Breast Lump

Jan Johnson


I sit on my deck making my dinner by peeling the foil off of Hershey's Kisses thinking two thoughts. The first thought is that someday, I'll write the Hershey's people to thank them for pulling me through so many crises. The second thought is that it isn't cancer yet. It's still just a lump.

On the mammogram, they found something odd so they covered my breast with freezing jelly and showed me a fuzzy TV screen of what looked like the layers of Jupiter with a huge black dot in it. The technician kept frowning and redoing the Ultra Sound with different kinds of Jell-O.

I tell a few friends - fellow journalists, mostly. Professional gossips. Within 24 hours, I take about 30 phone calls. Apparently, someone has put out a news release.
════════════════════
**TASK INSTRUCTIONS:**
[a] Answer these questions from the breast lump essay, one per line:
(i) What is the narrator making dinner from while sitting on the deck?
(ii) What did the fuzzy TV screen look like?
(iii) About how many phone calls does the narrator take within 24 hours?
[b] Carry on the breast lump essay from its final sentence, keeping its first-person voice and tone.

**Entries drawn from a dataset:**
════════════════════
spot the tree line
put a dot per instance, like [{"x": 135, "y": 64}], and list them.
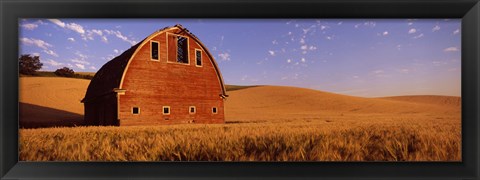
[{"x": 29, "y": 65}]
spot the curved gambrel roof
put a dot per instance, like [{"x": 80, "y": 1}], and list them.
[{"x": 110, "y": 76}]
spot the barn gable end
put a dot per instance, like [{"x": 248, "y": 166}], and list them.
[{"x": 137, "y": 79}]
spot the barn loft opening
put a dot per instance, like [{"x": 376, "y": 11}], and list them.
[
  {"x": 198, "y": 57},
  {"x": 182, "y": 49},
  {"x": 154, "y": 50},
  {"x": 135, "y": 110}
]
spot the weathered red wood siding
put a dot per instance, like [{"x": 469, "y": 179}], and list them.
[{"x": 150, "y": 85}]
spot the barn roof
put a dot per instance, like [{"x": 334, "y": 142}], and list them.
[{"x": 110, "y": 75}]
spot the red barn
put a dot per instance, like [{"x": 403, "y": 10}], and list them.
[{"x": 168, "y": 78}]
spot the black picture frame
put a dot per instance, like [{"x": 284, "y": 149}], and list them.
[{"x": 467, "y": 10}]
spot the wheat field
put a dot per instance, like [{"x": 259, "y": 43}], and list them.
[{"x": 264, "y": 123}]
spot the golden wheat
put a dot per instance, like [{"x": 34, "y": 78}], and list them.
[{"x": 365, "y": 138}]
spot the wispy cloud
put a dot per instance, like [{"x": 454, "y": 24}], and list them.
[
  {"x": 50, "y": 52},
  {"x": 119, "y": 35},
  {"x": 418, "y": 36},
  {"x": 272, "y": 53},
  {"x": 36, "y": 42},
  {"x": 71, "y": 26},
  {"x": 224, "y": 56},
  {"x": 29, "y": 26},
  {"x": 78, "y": 61},
  {"x": 411, "y": 31},
  {"x": 80, "y": 66}
]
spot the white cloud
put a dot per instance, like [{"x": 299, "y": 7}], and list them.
[
  {"x": 98, "y": 32},
  {"x": 57, "y": 22},
  {"x": 411, "y": 31},
  {"x": 418, "y": 36},
  {"x": 81, "y": 66},
  {"x": 72, "y": 26},
  {"x": 224, "y": 56},
  {"x": 104, "y": 39},
  {"x": 37, "y": 42},
  {"x": 53, "y": 63},
  {"x": 272, "y": 53},
  {"x": 370, "y": 24},
  {"x": 302, "y": 41},
  {"x": 75, "y": 27},
  {"x": 82, "y": 56},
  {"x": 378, "y": 72},
  {"x": 50, "y": 52},
  {"x": 29, "y": 26},
  {"x": 119, "y": 35},
  {"x": 456, "y": 31},
  {"x": 79, "y": 61},
  {"x": 451, "y": 49}
]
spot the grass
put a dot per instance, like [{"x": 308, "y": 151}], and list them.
[
  {"x": 291, "y": 141},
  {"x": 236, "y": 87}
]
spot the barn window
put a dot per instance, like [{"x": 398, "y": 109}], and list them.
[
  {"x": 198, "y": 57},
  {"x": 166, "y": 110},
  {"x": 182, "y": 49},
  {"x": 135, "y": 110},
  {"x": 192, "y": 110},
  {"x": 154, "y": 49}
]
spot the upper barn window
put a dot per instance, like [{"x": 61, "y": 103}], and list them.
[
  {"x": 154, "y": 49},
  {"x": 198, "y": 57},
  {"x": 182, "y": 49}
]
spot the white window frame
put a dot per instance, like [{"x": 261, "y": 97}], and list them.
[
  {"x": 201, "y": 59},
  {"x": 194, "y": 110},
  {"x": 169, "y": 110},
  {"x": 158, "y": 50},
  {"x": 137, "y": 108}
]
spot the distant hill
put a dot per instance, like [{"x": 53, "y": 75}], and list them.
[{"x": 58, "y": 100}]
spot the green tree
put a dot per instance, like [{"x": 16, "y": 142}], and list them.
[
  {"x": 65, "y": 72},
  {"x": 29, "y": 64}
]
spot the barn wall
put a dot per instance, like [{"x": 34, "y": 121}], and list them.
[{"x": 150, "y": 85}]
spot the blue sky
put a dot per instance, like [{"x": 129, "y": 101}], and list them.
[{"x": 359, "y": 57}]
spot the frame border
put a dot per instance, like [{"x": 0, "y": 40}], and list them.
[{"x": 468, "y": 10}]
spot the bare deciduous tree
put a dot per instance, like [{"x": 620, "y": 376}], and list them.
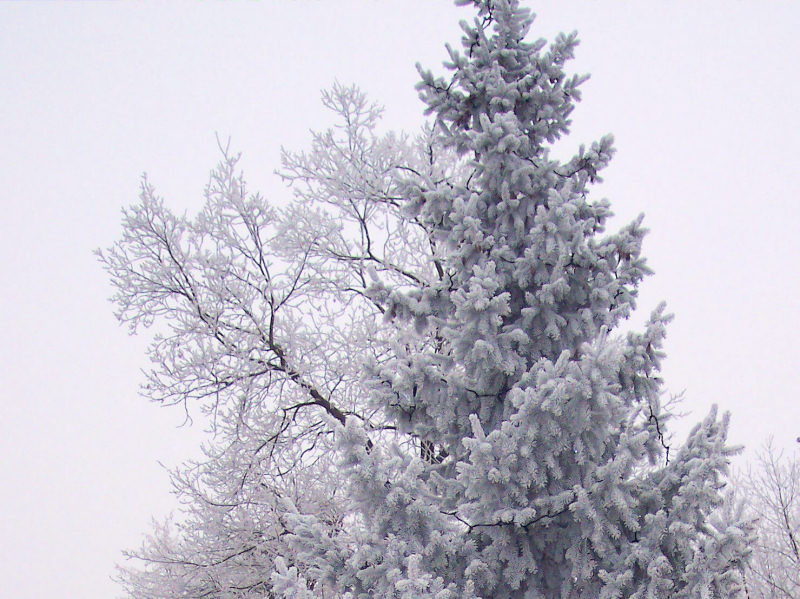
[{"x": 772, "y": 492}]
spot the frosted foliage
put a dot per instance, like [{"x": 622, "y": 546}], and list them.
[
  {"x": 771, "y": 489},
  {"x": 415, "y": 370}
]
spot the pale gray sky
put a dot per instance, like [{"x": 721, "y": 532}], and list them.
[{"x": 702, "y": 99}]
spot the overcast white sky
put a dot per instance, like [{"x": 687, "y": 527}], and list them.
[{"x": 702, "y": 99}]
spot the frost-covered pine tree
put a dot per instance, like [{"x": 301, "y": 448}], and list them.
[
  {"x": 542, "y": 470},
  {"x": 434, "y": 324}
]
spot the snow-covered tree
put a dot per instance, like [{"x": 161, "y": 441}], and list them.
[
  {"x": 435, "y": 325},
  {"x": 771, "y": 490}
]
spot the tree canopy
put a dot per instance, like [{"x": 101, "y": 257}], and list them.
[{"x": 415, "y": 371}]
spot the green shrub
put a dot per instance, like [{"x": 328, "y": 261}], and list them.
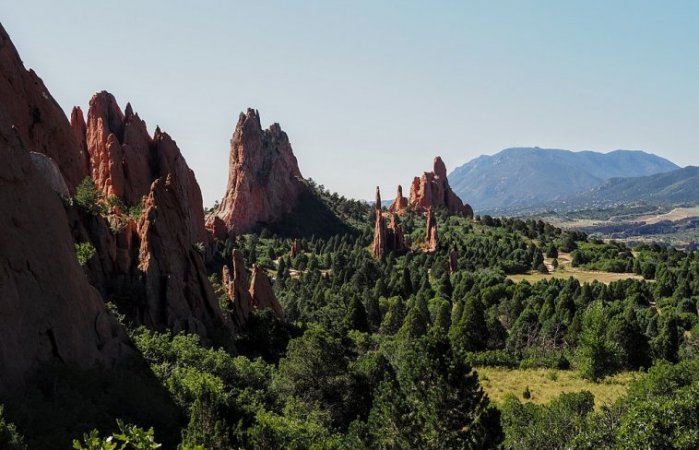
════════════════════
**RESPONSES TO THE TASKS:**
[a]
(i) Hershey's Kisses
(ii) The layers of Jupiter with a huge black dot in it
(iii) About 30

[b]
A woman at work who loves catastrophes insists on setting me up with cancer survivors. I'm not ready. An uber-extrovert wants to buy me a drink, surround me with people. I will do nothing of the sort. I don't have the energy to keep up with others. Besides, I now drink nothing but Odwalla Superfood in a belated effort to take care of myself.

On the subway, by mistake, I hit the open door button while the train is in motion. The authoritative voice of the transit agency comes over the intercom: "State your name and emergency."

"Jan Johnson," I say. "I may have cancer."

*****

My primary care physician is on vacation so it takes a week to get an appointment. When I finally get in, she recommends that I wait three months and take another mammogram.

Sorry, but I'm not wired that way. I am genetically incapable of waiting three months to find out if I have cancer.

She says my next option involves a surgeon and she writes down her recommendation. I call - and discover she's recommended a cosmetic surgeon. Trouble is, I don't view cosmetic surgeons as doctors. I put them in the same category as hairdressers. (No offense to hairdressers.)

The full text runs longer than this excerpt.